[BEGIN Excerpted passage]
Fraser Cain: And what kinds of changes at a systematic level do you think would make sense to sort of help out?
Pamela Gay: Most important thing that I think could happen is when someone is found to be guilty of sexual harassment, of creating a discriminatory work environment or of retaliatory behavior, just like we forced sex crimes people to register, let’s put those abusive public. Let’s make our academic community aware of who are the people in our field who have done things. So that maybe they don’t so easily rise to power. When, one of the things that I wrote about in my blog post is this problem that you here Professor A he was a this one campus and while he was there some things happened. He left. It’s all kind of confusing. There’s suspicions.
And you worry. And when he does something to you its like, well, nothing happened that the prior university, can I, can I talk? When you hear, hey, he was at University 2 and all of these horrible things happened but no one did anything, you hold your tongue until you’re forced to scream because you can’t be silent about your abuse any longer. When it’s University No. 3 and you find out that he’s been reminding his victims, you’re under a confidentiality agreement. If you say anything, I’ll sue. You just don’t even speak, you just die inside. You kill that part of you that has to die that you might somehow figure out how to stay in this field that you spent your entire life struggling to be a success in.
Fraser Cain: Yeah. Yeah it’s like take this stuff seriously and take the action. Don’t try to hide it under the rug right? That’s, and that’s what happened with the Catholic scandal and that’s what happens with the harassers. They get moved, they get, it gets covered up as opposed to getting brought into the light of day. And people getting properly disciplined at the right time.
Pamela Gay: And everyone talks about how we can’t harm his career, he’s a good researcher. But one abuser can harm dozens of women, who are no longer making intellectual contributions to our field or who are crippled in their ability to make contributions to our field. Because our field values one man so much higher than all of those women, all of those women learn they don’t matter. If we could just say, if we adequately punish this man and protect the victims and allow them the ability to have space, safe spaces where they don’t have to fear, how much more will we discover about our universe, because all of those women realize I am valued. My
contribution does matter, and my safety and my ability to succeed matters more than his ability to succeed and potentially keep victimizing people.
[END Excerpted passage]
[BEGIN Supplied information]
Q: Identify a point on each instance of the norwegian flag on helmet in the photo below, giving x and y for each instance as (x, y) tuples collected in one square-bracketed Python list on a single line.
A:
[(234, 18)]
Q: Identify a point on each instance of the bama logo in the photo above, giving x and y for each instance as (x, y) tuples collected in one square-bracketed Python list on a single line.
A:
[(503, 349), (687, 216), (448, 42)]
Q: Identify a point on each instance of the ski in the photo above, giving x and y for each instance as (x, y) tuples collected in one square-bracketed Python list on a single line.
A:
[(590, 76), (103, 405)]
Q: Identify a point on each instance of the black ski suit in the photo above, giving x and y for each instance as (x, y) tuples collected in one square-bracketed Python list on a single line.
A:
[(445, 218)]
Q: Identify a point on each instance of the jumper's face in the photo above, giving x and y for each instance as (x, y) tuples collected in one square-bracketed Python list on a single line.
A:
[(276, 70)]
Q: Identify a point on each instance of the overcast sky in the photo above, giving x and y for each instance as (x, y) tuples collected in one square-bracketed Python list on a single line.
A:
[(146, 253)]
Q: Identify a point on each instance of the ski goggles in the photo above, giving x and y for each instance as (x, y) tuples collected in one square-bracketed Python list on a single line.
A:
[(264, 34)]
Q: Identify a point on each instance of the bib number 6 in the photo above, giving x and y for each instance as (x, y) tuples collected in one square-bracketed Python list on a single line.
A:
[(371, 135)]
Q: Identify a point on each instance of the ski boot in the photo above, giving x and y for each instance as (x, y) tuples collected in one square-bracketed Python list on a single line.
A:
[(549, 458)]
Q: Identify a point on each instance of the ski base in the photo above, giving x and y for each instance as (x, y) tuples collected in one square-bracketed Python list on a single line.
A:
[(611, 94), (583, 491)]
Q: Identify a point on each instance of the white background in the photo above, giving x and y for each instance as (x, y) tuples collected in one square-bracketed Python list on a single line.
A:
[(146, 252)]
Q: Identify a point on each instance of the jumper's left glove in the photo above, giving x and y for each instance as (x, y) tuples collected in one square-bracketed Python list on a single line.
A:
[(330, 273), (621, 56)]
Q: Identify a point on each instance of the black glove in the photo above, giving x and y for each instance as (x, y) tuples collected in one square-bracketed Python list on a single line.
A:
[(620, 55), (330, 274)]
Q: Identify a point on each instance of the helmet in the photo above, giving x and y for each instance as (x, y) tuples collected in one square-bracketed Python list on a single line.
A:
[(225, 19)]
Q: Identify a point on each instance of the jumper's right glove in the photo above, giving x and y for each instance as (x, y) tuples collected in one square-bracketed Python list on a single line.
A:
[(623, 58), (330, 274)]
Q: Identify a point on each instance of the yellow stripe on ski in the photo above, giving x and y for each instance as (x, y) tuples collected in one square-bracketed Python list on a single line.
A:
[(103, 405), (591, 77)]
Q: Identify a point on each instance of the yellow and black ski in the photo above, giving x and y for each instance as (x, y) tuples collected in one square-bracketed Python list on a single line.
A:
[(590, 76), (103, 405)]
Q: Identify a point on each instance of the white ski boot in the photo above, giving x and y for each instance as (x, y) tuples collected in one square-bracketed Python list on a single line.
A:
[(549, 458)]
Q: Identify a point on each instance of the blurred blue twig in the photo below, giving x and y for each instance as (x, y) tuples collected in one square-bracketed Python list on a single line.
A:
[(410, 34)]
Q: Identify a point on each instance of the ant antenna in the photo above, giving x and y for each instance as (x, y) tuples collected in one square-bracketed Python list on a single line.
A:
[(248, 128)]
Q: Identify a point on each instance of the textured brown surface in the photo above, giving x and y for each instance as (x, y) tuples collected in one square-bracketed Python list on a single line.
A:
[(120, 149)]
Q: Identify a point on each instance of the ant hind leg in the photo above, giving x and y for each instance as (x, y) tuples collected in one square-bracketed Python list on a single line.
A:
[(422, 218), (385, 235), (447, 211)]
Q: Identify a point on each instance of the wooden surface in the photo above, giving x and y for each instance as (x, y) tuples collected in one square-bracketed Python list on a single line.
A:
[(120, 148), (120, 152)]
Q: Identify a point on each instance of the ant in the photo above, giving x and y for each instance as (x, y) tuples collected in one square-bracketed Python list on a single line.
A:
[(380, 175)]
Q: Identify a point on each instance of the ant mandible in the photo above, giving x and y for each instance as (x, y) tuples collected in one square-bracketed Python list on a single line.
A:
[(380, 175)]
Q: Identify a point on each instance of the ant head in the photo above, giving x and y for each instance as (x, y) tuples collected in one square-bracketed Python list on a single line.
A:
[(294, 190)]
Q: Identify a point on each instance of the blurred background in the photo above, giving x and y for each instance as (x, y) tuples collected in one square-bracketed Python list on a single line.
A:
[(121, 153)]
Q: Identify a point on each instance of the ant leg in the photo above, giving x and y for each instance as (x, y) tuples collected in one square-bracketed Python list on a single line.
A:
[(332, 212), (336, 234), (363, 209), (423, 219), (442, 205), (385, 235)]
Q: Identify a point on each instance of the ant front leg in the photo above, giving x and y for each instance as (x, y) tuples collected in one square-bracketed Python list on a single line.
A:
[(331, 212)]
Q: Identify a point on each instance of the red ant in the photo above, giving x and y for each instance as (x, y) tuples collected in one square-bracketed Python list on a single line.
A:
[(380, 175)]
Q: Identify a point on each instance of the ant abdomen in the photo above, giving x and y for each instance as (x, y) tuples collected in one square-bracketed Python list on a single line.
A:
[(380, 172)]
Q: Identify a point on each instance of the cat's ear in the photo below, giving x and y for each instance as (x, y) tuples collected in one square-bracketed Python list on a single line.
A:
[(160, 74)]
[END Supplied information]
#### Directions for this task
Reproduce everything in the interview on harassment in academia from "Fraser Cain: Yeah." down to "the right time.". The rows play no part in what is asked here.

#### Written answer
Fraser Cain: Yeah. Yeah it’s like take this stuff seriously and take the action. Don’t try to hide it under the rug right? That’s, and that’s what happened with the Catholic scandal and that’s what happens with the harassers. They get moved, they get, it gets covered up as opposed to getting brought into the light of day. And people getting properly disciplined at the right time.